_Problem to work on_
Find each line below that contains the word "leaf" and copy it.

■ ■ ■ ■ ■

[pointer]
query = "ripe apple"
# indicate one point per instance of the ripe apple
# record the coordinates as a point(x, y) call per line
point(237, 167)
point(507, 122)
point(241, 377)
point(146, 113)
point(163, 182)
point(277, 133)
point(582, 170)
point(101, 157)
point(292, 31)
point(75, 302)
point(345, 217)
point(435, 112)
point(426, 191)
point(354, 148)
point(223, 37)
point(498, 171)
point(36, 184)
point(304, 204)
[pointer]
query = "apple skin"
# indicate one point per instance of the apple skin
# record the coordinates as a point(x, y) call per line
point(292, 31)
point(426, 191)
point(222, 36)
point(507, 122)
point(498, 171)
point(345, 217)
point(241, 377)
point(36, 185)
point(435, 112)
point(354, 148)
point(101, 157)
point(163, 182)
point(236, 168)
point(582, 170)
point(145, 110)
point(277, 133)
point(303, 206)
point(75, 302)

■ ■ ■ ■ ■

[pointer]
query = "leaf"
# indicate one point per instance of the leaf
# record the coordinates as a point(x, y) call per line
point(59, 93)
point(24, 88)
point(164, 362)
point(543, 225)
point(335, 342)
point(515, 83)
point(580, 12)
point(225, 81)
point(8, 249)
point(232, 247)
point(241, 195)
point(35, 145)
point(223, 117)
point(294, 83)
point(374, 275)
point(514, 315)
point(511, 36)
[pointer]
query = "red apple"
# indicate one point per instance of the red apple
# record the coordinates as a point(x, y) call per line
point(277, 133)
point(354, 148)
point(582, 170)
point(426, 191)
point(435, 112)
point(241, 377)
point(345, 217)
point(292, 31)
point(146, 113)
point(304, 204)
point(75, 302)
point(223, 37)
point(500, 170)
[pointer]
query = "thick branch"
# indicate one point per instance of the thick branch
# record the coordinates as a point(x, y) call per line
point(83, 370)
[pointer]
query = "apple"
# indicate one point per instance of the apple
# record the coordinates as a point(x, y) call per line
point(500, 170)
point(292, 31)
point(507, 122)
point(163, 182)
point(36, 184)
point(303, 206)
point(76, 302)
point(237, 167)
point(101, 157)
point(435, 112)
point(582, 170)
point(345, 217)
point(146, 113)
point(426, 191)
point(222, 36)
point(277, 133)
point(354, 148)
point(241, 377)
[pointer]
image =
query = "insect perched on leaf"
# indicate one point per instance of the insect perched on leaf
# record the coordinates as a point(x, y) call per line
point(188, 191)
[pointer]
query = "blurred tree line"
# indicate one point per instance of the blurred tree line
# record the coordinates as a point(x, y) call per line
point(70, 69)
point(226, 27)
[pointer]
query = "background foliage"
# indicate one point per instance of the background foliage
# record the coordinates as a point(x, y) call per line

■ ■ ■ ■ ■

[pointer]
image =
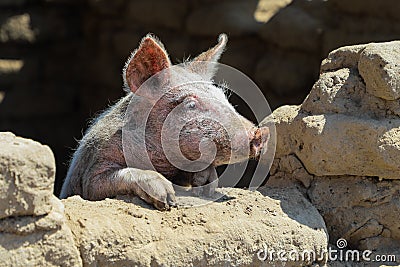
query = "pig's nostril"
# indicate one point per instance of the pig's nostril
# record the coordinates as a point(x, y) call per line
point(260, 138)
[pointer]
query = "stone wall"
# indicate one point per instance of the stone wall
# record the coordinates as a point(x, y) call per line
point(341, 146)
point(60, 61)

■ ■ ■ ■ ■

_Answer to the task_
query = "leaf"
# indicate one point per instance of the leaf
query = "insect perched on leaf"
# indicate one point per instance of the insect perched on leaf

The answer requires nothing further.